Data to use start

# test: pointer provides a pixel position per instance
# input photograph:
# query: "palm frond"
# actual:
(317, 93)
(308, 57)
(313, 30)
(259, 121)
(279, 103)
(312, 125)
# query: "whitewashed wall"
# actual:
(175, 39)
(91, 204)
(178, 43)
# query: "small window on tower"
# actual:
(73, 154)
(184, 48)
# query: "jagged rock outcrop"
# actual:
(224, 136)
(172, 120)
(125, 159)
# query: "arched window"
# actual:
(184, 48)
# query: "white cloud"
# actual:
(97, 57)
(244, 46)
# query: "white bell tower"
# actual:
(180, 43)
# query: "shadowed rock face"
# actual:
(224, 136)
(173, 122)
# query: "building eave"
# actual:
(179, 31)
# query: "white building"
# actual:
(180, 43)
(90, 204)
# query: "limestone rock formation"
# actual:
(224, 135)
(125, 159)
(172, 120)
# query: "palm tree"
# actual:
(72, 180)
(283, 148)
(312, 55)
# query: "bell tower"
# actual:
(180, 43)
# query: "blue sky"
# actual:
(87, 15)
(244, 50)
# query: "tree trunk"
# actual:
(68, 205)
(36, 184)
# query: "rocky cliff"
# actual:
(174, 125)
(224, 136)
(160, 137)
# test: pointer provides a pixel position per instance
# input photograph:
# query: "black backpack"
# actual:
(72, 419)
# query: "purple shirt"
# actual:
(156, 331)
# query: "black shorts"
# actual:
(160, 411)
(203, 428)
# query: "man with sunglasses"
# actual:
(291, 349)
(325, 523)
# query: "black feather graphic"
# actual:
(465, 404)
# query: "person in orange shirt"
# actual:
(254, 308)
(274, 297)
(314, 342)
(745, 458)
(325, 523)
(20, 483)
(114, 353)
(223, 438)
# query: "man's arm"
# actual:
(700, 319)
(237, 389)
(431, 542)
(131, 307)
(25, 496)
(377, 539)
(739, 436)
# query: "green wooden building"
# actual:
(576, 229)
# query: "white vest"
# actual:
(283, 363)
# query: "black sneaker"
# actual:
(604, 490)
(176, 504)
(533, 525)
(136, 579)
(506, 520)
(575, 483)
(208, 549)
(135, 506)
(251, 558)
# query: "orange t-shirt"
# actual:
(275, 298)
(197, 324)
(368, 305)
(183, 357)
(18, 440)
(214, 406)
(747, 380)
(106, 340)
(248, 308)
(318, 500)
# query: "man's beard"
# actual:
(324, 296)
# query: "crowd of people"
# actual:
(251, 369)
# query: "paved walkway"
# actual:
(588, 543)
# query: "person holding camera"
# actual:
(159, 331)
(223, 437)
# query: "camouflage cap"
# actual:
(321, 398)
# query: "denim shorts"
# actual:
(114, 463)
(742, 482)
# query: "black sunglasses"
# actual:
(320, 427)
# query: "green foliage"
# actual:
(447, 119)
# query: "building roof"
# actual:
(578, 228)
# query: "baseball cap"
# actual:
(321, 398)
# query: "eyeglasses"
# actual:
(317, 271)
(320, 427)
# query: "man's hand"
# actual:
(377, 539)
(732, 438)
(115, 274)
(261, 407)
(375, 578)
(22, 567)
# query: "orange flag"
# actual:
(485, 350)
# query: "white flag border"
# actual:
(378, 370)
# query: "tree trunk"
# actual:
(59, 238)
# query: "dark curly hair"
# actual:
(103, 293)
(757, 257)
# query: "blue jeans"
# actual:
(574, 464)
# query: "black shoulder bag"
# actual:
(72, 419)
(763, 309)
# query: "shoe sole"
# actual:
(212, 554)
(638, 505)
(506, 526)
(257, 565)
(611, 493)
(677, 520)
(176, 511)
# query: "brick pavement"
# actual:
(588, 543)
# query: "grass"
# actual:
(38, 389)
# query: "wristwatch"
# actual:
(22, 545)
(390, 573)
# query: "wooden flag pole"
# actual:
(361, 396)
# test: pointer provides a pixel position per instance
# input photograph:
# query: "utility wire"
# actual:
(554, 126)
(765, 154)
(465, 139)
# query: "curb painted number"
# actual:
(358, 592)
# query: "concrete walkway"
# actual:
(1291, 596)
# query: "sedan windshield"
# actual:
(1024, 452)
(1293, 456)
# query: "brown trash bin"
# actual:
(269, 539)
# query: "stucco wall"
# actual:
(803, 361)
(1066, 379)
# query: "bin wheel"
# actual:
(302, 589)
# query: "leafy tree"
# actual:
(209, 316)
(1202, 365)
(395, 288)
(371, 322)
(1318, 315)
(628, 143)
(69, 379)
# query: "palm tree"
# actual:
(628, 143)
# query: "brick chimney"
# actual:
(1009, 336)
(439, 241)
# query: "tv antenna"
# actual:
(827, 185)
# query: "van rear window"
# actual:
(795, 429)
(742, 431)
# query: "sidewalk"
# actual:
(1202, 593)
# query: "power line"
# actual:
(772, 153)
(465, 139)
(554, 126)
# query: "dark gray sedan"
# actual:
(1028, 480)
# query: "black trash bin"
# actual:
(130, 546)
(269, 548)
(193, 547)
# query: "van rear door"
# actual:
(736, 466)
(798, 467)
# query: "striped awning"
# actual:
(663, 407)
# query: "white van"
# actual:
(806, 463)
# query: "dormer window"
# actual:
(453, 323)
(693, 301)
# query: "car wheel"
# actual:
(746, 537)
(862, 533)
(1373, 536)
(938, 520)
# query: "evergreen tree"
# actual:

Data to use end

**The problem:** Repeat all entries. Match them exactly.

**Response:**
# test: pointer provides a pixel position per instance
# input photograph:
# query: "palm frond"
# actual:
(317, 93)
(308, 57)
(313, 30)
(259, 121)
(279, 103)
(312, 125)
# query: "whitewashed wall"
# actual:
(175, 39)
(91, 204)
(178, 43)
# query: "small window on tower"
# actual:
(73, 154)
(184, 48)
# query: "jagged rock outcrop"
# actual:
(224, 136)
(172, 120)
(125, 159)
# query: "arched window"
# actual:
(184, 48)
# query: "white cloud"
# actual:
(97, 57)
(244, 46)
# query: "white bell tower"
# actual:
(180, 43)
# query: "shadowed rock face"
# actual:
(224, 136)
(173, 122)
# query: "building eave"
# actual:
(179, 31)
# query: "white building"
# actual:
(180, 43)
(90, 204)
# query: "limestone rock formation"
# actual:
(224, 135)
(125, 159)
(172, 120)
# query: "palm tree"
# actual:
(72, 180)
(283, 148)
(312, 55)
# query: "bell tower"
# actual:
(180, 43)
# query: "blue sky"
# actual:
(87, 15)
(244, 50)
# query: "tree trunk"
# actual:
(68, 205)
(36, 184)
# query: "rocky cliff"
# actual:
(174, 125)
(224, 136)
(160, 137)
# test: pointer provides a pixel position per instance
# input photograph:
# query: "black backpack"
# actual:
(72, 419)
# query: "purple shirt"
# actual:
(156, 331)
# query: "black shorts"
# actual:
(160, 411)
(203, 428)
# query: "man with sunglasses"
# actual:
(291, 349)
(325, 523)
# query: "black feather graphic"
# actual:
(465, 404)
# query: "person in orange shirt"
# actual:
(254, 308)
(274, 297)
(314, 342)
(745, 458)
(325, 523)
(20, 483)
(114, 353)
(223, 438)
# query: "man's arm"
# actual:
(700, 319)
(237, 389)
(431, 542)
(131, 307)
(25, 496)
(377, 539)
(739, 436)
# query: "green wooden building"
# actual:
(576, 229)
# query: "white vest"
# actual:
(283, 363)
# query: "black sneaker"
# actual:
(604, 490)
(176, 504)
(533, 525)
(136, 579)
(506, 520)
(575, 483)
(208, 549)
(135, 506)
(251, 558)
# query: "orange t-shirt"
# actual:
(275, 298)
(197, 324)
(368, 305)
(183, 357)
(18, 440)
(214, 406)
(747, 380)
(106, 340)
(248, 308)
(318, 500)
# query: "man's beard"
# actual:
(324, 296)
# query: "crowd of people"
# actual:
(251, 369)
# query: "paved walkway"
# actual:
(588, 543)
# query: "person holding camera"
# actual:
(159, 331)
(223, 437)
# query: "camouflage cap"
# actual:
(321, 398)
# query: "denim shorts"
# actual:
(114, 463)
(742, 482)
# query: "black sunglasses"
# actual:
(320, 427)
# query: "green foliage"
# actual:
(447, 119)
# query: "building roof"
# actual:
(578, 228)
# query: "baseball cap"
# actual:
(321, 398)
# query: "eyeglasses"
# actual:
(317, 271)
(320, 427)
# query: "man's hand"
# actual:
(377, 539)
(732, 438)
(115, 274)
(261, 407)
(375, 578)
(22, 567)
# query: "orange flag"
# actual:
(485, 350)
# query: "white flag border"
# actual:
(378, 370)
# query: "tree trunk"
# actual:
(59, 238)
# query: "dark curly hair"
# actual:
(103, 293)
(757, 257)
# query: "blue jeans"
# actual:
(574, 464)
# query: "black shoulder bag"
# actual:
(72, 419)
(763, 309)
# query: "shoe sole"
# actual:
(212, 554)
(638, 505)
(506, 526)
(257, 565)
(611, 493)
(677, 520)
(176, 511)
# query: "brick pavement"
# actual:
(588, 543)
# query: "grass"
# actual:
(38, 389)
# query: "wristwatch"
# actual:
(22, 545)
(390, 573)
# query: "wooden flag pole"
# actual:
(361, 396)
# test: pointer provides a pixel position per instance
# input photograph:
# query: "utility wire"
# actual:
(554, 126)
(765, 154)
(465, 139)
# query: "curb painted number"
# actual:
(358, 592)
# query: "concrete walkway"
# actual:
(1291, 596)
# query: "sedan windshield"
# actual:
(1024, 452)
(1293, 456)
# query: "brown trash bin"
# actual:
(269, 539)
# query: "stucco wall"
# actual:
(803, 361)
(1066, 379)
# query: "bin wheel"
# actual:
(302, 589)
# query: "leafy tree"
# actual:
(209, 316)
(1202, 365)
(395, 288)
(371, 322)
(1318, 315)
(628, 143)
(69, 379)
# query: "palm tree"
# actual:
(628, 143)
# query: "brick chimney"
# actual:
(1009, 336)
(439, 241)
# query: "tv antenna"
# actual:
(827, 185)
# query: "van rear window"
# actual:
(795, 429)
(742, 431)
# query: "sidewalk"
# actual:
(1202, 593)
# query: "power line"
# actual:
(772, 153)
(465, 139)
(554, 126)
# query: "dark gray sedan"
# actual:
(1028, 480)
# query: "black trash bin"
# actual:
(130, 546)
(269, 548)
(193, 547)
# query: "van rear door"
# actual:
(736, 466)
(798, 467)
# query: "striped awning"
# actual:
(663, 407)
# query: "white van"
# actual:
(806, 463)
# query: "dormer window"
# actual:
(453, 323)
(693, 301)
# query: "car wheel"
# actual:
(746, 537)
(862, 533)
(1373, 536)
(938, 520)
# query: "evergreen tree"
# actual:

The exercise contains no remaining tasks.